Required work:
Carry on the article about the new brain-imaging method for locating where epileptic seizures begin, picking up after its final sentence.

Document section:
A new advance from Carnegie Mellon University researchers could reshape how clinicians identify the brain regions responsible for drug-resistant epilepsy. Surgery can be a life-changing option for millions of epilepsy patients worldwide, but only if physicians can accurately locate the epileptogenic zone, the area where seizures originate.
Bin He, professor of biomedical engineering, and his team have developed a unified, machine learning-based approach called spatial-temporal-spectral imaging (STSI) to assist. It is the first technology capable of analyzing every major type of epileptic brain signal within a single computational framework. Their work, published in PNAS, presents a technical breakthrough and promising new direction for noninvasive presurgical planning.

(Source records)
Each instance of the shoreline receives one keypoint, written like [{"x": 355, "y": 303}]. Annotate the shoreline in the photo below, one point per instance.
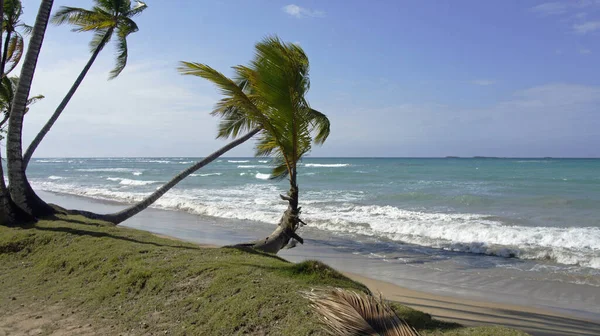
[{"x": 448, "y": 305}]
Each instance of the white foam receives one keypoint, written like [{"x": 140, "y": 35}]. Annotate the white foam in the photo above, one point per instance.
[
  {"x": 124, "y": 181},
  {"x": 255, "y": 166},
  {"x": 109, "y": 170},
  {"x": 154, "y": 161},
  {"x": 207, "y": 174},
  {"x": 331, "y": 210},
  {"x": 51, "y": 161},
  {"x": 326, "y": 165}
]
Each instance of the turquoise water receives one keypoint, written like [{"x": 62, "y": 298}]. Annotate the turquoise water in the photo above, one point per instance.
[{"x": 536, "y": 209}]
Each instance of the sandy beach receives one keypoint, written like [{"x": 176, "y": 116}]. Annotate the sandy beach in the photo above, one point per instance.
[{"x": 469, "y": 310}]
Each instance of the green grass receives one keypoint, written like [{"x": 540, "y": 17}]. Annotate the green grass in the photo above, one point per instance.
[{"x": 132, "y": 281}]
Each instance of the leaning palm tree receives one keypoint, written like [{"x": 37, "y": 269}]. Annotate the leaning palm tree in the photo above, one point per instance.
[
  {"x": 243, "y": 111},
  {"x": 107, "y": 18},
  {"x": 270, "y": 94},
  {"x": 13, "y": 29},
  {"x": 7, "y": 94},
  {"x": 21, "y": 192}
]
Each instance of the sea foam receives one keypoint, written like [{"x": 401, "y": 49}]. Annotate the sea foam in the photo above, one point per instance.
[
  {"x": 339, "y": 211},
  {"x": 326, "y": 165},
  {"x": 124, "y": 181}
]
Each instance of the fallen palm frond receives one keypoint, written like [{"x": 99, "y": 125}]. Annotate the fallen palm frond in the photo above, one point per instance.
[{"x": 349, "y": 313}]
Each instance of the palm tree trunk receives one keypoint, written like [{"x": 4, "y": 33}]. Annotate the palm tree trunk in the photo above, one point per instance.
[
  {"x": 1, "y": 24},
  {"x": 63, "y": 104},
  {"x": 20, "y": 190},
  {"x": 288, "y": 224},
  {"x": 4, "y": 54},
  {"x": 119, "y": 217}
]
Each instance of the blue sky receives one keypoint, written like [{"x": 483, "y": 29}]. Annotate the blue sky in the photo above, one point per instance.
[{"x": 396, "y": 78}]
--
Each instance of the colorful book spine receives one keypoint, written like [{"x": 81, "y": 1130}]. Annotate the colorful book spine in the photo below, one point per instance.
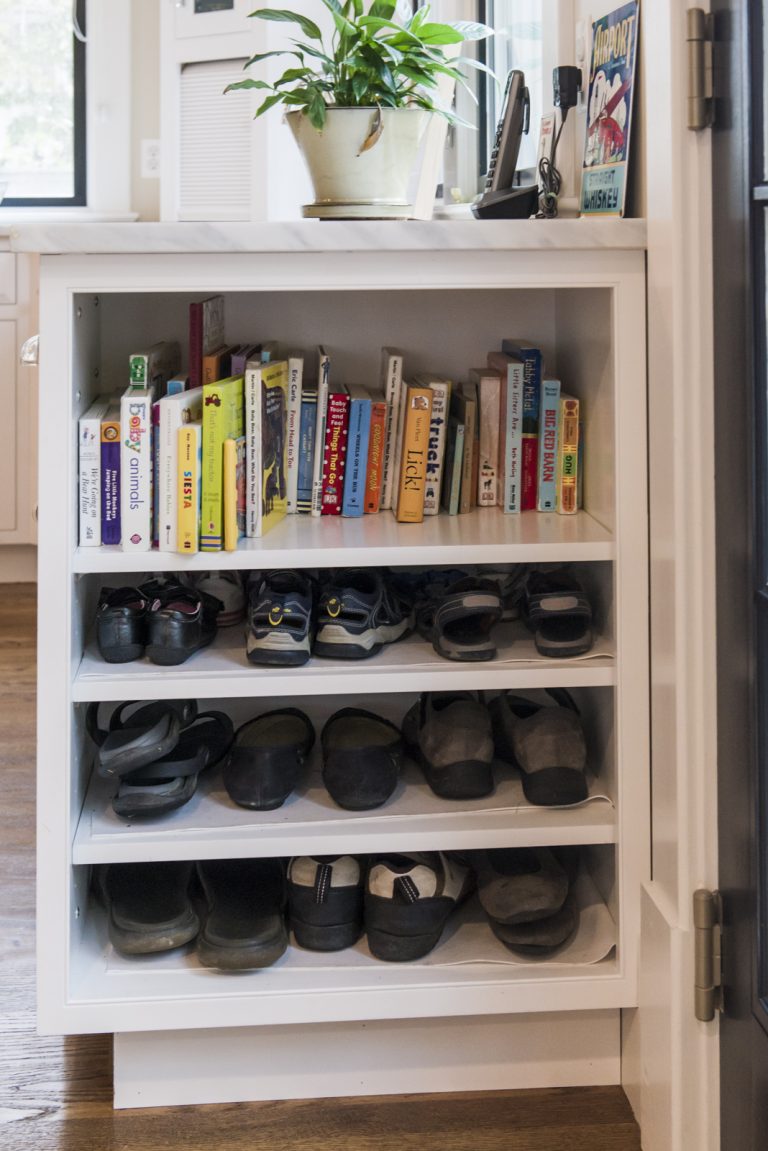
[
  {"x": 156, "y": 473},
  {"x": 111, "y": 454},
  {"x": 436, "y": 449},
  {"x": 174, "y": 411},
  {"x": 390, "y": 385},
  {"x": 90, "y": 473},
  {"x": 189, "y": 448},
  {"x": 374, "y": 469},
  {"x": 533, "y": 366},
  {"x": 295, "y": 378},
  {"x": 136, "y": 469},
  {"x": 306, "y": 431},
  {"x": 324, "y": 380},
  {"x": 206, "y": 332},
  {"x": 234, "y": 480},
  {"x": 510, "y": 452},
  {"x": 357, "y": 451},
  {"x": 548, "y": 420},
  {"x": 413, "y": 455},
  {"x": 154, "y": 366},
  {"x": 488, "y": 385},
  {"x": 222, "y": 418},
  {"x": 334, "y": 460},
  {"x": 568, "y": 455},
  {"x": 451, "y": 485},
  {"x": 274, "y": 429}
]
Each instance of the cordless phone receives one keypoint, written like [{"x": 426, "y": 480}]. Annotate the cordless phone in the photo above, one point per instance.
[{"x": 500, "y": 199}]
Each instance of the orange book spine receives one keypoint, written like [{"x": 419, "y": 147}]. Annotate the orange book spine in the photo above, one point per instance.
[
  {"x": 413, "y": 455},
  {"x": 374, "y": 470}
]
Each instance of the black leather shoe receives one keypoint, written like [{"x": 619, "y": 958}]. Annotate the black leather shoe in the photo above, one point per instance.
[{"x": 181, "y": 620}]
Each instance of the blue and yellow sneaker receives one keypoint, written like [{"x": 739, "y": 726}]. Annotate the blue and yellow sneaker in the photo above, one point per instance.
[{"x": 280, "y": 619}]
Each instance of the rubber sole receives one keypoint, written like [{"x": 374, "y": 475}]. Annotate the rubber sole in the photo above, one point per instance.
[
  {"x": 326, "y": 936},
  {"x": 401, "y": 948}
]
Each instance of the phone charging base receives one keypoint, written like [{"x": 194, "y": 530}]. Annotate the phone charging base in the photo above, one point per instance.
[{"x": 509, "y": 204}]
* * *
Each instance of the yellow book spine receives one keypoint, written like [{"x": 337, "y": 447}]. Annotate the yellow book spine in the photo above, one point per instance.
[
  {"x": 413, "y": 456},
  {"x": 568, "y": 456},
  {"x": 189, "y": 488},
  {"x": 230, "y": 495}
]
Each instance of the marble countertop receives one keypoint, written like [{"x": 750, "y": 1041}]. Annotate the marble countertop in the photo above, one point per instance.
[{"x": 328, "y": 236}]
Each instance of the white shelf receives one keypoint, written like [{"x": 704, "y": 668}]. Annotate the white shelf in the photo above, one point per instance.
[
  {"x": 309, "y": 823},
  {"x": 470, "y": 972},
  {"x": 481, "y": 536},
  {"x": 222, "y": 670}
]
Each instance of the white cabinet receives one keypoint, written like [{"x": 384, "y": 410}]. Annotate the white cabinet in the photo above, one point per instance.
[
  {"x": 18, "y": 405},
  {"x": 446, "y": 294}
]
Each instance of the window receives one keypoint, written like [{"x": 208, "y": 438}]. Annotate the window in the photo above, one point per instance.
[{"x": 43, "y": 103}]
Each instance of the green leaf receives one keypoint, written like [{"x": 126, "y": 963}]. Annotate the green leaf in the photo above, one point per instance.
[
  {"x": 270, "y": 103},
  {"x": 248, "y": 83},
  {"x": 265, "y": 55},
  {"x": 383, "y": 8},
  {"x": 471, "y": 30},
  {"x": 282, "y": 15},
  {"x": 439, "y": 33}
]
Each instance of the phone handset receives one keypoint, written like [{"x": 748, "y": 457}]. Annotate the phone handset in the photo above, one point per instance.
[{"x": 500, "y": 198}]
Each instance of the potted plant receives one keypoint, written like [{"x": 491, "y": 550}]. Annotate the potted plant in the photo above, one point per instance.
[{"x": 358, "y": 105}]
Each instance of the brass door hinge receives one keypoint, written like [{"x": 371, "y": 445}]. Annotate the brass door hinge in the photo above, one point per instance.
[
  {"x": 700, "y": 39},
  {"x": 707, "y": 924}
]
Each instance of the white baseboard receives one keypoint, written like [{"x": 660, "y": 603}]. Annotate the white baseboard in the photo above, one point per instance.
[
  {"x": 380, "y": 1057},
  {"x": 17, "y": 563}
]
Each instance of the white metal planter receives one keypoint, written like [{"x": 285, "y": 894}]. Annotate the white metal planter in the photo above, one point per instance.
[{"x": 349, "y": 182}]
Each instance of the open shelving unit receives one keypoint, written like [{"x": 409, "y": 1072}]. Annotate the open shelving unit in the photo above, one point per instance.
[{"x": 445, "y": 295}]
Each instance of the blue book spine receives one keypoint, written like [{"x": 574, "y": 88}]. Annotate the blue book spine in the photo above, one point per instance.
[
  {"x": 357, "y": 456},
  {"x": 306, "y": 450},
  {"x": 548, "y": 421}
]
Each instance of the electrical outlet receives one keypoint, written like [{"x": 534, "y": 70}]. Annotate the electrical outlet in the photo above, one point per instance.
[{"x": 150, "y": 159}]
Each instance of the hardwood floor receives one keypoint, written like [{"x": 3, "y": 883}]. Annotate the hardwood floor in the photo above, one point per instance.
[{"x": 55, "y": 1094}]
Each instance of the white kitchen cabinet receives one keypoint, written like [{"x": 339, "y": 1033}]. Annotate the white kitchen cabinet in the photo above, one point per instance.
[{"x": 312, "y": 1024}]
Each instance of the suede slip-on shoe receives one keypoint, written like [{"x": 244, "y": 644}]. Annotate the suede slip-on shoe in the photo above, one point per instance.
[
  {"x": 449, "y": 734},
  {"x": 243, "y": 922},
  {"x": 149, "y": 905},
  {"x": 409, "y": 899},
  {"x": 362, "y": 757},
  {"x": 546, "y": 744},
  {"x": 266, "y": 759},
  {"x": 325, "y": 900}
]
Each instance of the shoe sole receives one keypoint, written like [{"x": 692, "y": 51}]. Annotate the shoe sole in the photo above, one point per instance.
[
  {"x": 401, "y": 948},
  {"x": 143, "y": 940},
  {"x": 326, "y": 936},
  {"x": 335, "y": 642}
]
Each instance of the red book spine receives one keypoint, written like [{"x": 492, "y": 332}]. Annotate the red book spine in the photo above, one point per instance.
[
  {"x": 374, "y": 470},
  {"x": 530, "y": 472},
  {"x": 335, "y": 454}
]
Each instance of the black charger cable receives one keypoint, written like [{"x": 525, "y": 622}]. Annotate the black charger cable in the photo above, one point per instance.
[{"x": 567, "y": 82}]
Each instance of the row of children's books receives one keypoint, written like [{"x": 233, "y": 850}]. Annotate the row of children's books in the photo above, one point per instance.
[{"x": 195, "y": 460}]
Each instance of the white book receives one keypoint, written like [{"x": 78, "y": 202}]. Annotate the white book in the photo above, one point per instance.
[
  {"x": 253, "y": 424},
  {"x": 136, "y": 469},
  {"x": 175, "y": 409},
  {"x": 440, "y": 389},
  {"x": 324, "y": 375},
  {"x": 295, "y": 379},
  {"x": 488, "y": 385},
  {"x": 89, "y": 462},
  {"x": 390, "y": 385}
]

Exercise response:
Today, most epilepsy centers rely on invasive intracranial electroencephalography (EEG) recordings to determine seizure onset. Patients may be monitored for days or weeks until a seizure naturally occurs. Although the method is accurate, it is time-consuming, costly, and physically taxing. Noninvasive scalp EEG holds great potential as a safer alternative, but clinicians have lacked clarity on which biomarkers, such as spikes, high-frequency oscillations (HFOs), or seizures, are most reliable for pinpointing seizure-generating tissue. Each biomarker has traditionally required its own analysis pipeline, which has left the field without a unified way to compare them.